• Supplied information
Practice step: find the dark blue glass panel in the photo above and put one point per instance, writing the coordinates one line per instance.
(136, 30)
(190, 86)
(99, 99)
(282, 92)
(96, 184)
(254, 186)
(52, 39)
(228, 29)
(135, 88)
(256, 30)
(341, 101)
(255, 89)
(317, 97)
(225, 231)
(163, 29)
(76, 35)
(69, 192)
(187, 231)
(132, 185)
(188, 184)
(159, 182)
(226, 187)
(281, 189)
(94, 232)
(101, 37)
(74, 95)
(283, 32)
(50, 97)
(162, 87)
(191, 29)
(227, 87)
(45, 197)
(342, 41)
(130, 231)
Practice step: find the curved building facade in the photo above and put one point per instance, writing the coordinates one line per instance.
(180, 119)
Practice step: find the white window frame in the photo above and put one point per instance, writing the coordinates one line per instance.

• Problem requirements
Please print all of the records above again, word for word and line for line.

• Answer to the problem
Practice step: find the dark blue glass panel in the photo above and put one point per instance, writing the coordinates one line per instance.
(136, 30)
(190, 86)
(99, 99)
(282, 92)
(96, 184)
(254, 186)
(52, 39)
(228, 29)
(135, 88)
(256, 30)
(341, 101)
(255, 89)
(317, 97)
(225, 231)
(163, 29)
(76, 35)
(69, 192)
(187, 231)
(132, 185)
(188, 184)
(159, 182)
(226, 187)
(281, 189)
(94, 232)
(101, 37)
(74, 95)
(283, 32)
(50, 97)
(162, 87)
(191, 29)
(227, 87)
(45, 197)
(342, 41)
(130, 231)
Practice step: find the curved building facade in the photo above and put one point per instance, writing the coordinates one line per instance.
(180, 119)
Practice step: find the white window frame in the photo above and put one point per instance, writing the coordinates one line per instance.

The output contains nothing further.